AIM OF THE EXERCISE: Please reproduce the records word for word, beginning at the line that contains "as [232, 135]." and continuing through the end of the records. Leave the pictures out of your answer.

MATERIAL:
-------

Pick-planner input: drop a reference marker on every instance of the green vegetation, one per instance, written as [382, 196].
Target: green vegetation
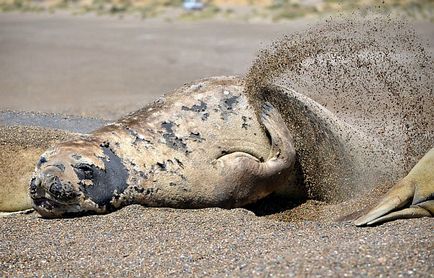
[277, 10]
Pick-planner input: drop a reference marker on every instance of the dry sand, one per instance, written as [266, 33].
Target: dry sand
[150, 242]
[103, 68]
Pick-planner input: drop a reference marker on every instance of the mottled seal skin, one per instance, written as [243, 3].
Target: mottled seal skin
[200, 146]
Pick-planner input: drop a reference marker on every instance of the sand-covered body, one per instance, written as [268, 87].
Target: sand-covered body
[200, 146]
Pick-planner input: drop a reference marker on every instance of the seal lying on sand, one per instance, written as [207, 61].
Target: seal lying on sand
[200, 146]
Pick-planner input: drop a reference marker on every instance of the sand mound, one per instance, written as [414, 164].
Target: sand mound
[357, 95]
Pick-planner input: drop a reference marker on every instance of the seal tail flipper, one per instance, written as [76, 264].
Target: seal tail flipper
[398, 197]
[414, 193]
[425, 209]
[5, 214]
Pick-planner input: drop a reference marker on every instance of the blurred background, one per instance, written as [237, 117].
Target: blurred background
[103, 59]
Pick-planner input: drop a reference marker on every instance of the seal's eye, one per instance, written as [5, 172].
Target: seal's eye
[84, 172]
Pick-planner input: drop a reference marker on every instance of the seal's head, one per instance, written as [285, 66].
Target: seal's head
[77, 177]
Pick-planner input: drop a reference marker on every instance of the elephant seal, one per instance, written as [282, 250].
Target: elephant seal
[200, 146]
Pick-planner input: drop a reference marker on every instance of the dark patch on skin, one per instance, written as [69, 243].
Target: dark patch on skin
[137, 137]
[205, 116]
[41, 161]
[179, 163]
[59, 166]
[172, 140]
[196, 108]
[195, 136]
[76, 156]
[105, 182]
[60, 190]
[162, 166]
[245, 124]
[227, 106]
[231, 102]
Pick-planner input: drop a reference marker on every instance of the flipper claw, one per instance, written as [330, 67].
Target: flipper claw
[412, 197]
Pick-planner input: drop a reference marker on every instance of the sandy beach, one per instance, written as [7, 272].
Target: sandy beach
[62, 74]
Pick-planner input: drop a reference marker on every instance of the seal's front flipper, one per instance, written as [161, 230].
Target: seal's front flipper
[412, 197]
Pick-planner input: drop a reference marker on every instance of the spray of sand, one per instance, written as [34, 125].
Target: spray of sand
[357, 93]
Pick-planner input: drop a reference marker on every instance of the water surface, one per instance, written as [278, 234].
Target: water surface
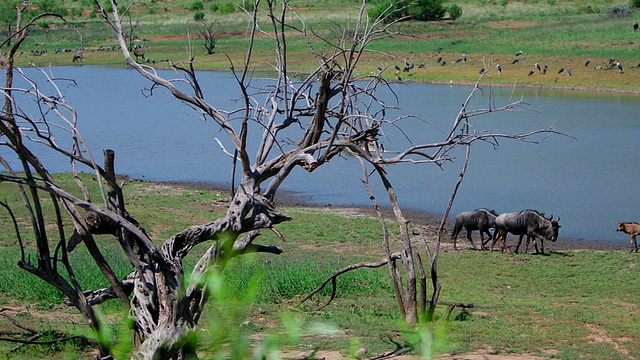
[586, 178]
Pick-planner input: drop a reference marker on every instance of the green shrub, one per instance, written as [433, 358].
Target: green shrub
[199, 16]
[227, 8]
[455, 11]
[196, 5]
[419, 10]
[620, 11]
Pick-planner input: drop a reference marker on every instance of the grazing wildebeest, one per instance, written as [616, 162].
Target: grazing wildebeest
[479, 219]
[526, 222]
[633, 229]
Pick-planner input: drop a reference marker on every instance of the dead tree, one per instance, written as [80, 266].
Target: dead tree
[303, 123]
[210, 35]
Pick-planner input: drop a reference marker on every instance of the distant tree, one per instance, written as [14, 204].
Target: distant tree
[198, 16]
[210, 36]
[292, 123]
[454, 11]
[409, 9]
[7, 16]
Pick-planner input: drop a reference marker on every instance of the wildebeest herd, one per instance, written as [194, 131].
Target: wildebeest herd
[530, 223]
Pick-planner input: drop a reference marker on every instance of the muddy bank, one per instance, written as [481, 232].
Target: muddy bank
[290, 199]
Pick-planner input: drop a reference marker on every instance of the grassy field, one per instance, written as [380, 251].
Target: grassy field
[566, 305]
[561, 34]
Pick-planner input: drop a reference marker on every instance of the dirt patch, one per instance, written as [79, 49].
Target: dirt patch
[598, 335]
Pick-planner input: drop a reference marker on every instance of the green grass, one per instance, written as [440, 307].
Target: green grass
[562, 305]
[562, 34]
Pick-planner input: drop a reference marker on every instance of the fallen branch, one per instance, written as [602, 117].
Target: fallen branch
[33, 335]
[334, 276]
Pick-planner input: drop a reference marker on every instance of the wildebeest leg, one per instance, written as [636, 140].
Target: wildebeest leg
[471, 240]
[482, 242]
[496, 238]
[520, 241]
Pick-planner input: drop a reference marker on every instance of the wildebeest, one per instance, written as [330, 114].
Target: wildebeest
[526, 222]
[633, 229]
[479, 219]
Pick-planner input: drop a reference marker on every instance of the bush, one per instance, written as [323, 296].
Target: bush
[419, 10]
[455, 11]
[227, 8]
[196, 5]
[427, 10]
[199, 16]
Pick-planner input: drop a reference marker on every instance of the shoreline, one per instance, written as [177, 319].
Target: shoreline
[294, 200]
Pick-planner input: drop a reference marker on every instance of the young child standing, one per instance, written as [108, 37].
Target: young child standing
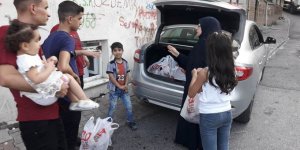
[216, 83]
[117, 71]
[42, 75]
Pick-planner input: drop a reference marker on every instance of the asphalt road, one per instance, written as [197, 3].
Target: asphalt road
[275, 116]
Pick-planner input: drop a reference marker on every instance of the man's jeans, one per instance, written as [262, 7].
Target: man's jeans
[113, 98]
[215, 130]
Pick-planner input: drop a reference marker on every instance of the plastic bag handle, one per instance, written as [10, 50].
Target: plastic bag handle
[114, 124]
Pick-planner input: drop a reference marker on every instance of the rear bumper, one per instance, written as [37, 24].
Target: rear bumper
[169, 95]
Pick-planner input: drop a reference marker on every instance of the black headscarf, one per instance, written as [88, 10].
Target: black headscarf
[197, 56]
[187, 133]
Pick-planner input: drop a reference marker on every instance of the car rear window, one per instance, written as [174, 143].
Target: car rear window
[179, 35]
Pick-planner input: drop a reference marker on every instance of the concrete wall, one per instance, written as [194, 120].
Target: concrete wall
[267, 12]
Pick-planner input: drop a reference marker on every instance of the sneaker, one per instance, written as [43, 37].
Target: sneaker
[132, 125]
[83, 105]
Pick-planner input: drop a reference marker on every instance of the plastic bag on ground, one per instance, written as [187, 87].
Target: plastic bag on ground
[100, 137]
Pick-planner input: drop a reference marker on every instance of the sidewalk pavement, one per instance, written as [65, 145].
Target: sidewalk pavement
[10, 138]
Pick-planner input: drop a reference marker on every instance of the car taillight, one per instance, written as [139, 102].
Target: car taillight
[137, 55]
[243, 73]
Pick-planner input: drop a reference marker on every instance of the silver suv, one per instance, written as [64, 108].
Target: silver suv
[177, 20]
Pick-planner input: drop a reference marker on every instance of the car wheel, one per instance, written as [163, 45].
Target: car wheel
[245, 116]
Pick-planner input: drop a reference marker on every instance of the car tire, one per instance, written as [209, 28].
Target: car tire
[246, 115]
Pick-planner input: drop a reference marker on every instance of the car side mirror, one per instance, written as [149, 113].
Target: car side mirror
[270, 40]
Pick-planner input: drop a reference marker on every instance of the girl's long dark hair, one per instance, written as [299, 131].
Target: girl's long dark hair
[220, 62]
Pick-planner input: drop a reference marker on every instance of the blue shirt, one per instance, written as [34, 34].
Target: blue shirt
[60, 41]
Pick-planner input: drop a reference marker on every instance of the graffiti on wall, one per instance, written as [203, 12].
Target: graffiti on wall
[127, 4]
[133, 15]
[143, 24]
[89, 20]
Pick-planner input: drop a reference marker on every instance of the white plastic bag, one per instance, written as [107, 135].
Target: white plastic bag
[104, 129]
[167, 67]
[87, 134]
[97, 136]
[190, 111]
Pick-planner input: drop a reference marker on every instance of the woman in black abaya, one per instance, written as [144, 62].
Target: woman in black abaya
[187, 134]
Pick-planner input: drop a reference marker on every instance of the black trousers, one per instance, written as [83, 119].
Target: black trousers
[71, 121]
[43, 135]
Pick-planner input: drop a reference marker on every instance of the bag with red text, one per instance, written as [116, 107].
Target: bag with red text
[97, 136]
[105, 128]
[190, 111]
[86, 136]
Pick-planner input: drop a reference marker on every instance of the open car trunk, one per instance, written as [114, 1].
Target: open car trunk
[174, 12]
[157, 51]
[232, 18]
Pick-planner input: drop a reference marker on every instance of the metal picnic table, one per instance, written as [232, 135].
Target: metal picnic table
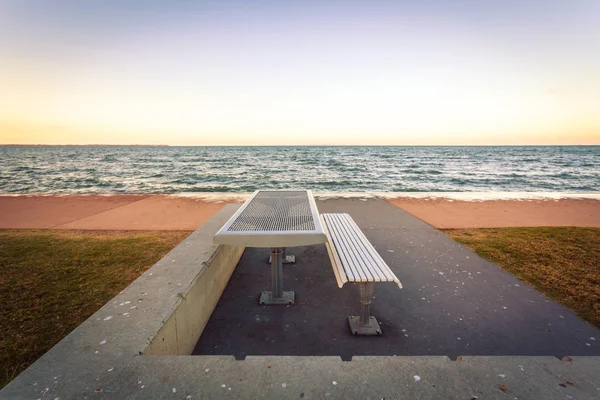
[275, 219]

-------

REPLY TO THE TASK:
Pick-planner input: drop a reference marker on every instance of the metal picnic table, one per instance, written as [232, 135].
Target: metal picnic table
[275, 219]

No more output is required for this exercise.